Brief –
Go through all the records and swap every "visual context" for "image", leaving everything else as it is. Leave the pictures out of your answer.

Supplied entries –
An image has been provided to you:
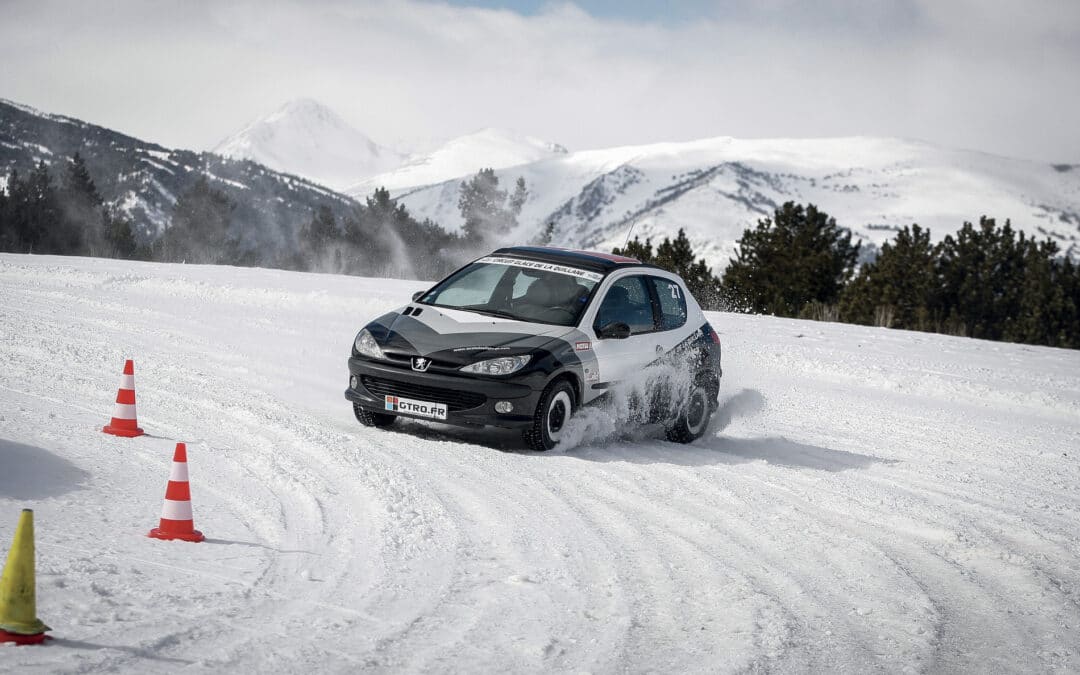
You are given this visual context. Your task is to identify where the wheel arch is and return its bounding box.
[545,370,583,407]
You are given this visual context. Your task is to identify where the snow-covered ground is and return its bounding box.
[0,255,1080,673]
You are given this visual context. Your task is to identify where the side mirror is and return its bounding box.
[596,321,630,340]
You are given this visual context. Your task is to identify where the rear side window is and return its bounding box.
[593,276,657,335]
[649,276,686,330]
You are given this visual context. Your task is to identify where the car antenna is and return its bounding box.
[622,220,637,251]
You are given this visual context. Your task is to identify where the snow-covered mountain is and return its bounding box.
[387,137,1080,269]
[346,129,567,198]
[6,254,1080,675]
[0,98,355,246]
[213,98,405,190]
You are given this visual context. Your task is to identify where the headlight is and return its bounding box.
[352,328,386,359]
[461,354,531,375]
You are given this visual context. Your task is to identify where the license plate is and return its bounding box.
[386,396,446,419]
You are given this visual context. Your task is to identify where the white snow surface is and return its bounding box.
[212,98,404,190]
[346,127,567,196]
[0,255,1080,673]
[388,136,1080,270]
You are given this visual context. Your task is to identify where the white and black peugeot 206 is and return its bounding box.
[345,246,720,450]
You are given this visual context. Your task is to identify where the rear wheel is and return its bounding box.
[352,403,397,427]
[665,383,715,443]
[524,380,575,451]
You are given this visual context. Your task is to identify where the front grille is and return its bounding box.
[360,375,487,411]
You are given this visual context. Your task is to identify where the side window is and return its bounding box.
[649,276,686,330]
[593,276,656,335]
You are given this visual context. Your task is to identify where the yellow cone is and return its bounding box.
[0,509,52,635]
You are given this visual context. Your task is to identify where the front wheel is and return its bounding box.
[352,403,397,427]
[665,384,713,443]
[524,380,575,451]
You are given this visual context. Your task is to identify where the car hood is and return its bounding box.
[367,305,577,369]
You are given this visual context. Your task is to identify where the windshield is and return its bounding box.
[420,256,603,326]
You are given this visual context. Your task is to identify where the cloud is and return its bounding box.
[0,0,1080,161]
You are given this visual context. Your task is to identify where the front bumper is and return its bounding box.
[345,356,541,429]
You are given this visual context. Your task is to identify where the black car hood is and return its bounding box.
[367,305,586,370]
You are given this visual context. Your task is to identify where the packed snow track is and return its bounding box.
[0,255,1080,673]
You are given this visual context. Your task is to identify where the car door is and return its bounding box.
[586,274,663,393]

Output below –
An image has been provided to you:
You are given this image. Your task is to identify where the wheel arch is and return its bounding box.
[545,370,583,407]
You are given this image. Your task is to identify where the snow-covered ground is and return its bounding box.
[0,255,1080,673]
You are given this image. Your task is to identify where the side mirror is and return its bounding box.
[596,321,630,340]
You are given this image. Your task is to identify where the rear side window is and return its bounding box.
[593,276,657,335]
[649,276,686,330]
You are given this image. Your task is to identify where the car antenna is and return its bounding box.
[622,220,637,251]
You are given this image. Your task is to identify where the snow-covered mountain is and return its bounding box.
[387,137,1080,269]
[346,129,567,198]
[6,254,1080,675]
[0,98,355,246]
[213,98,405,190]
You are given this image. Your task is to identify where the headlight is and return its bounding box.
[352,328,386,359]
[461,354,531,375]
You are given this image. Your task is to identify where the license plate is and return its bounding box.
[386,396,446,419]
You are given this image. Your task is to identify where the white snow surface is and return its bounding box.
[212,98,404,190]
[346,127,567,196]
[0,255,1080,673]
[388,136,1080,270]
You are given this image. Your task is to identify where the white and black peugeot 206 is and return its bounding box.
[345,246,720,450]
You are given this image. Your task is to identify where the rear wheel is and return its bounding box.
[352,403,397,427]
[665,383,715,443]
[524,380,575,451]
You are given this image. Your task is to identify where the front grille is and return its bounding box.
[360,375,487,411]
You are given this image. Your task is to identify where the side window is and return its bounding box.
[649,276,686,330]
[593,276,656,335]
You are given this image. Your task is to identify where the yellow cone is and return its bounding box.
[0,509,52,635]
You are given this image. Your task is to identify where the front wheel is and return its bounding box.
[352,403,397,427]
[665,384,713,443]
[524,380,575,451]
You are given this image. Your task is to identify where the car hood is and return its bounding box.
[367,305,577,369]
You are given this image. Your task is to identify where the windshield is and return its bounding box.
[420,256,603,326]
You are given this image. Your task is to identify where the cloud is and return its bounding box.
[0,0,1080,161]
You are given this image. Your task is to identify where the front bumper is and return its bounding box.
[345,356,541,429]
You are given this image. Your task is to identify where the black car hood is and return its bounding box.
[367,305,586,370]
You are given this image. Your task is to identify where the packed snow track is and return its bounding box.
[0,255,1080,673]
You are given this image. Your task is to identify where the car door is and return its bounding box.
[586,274,663,393]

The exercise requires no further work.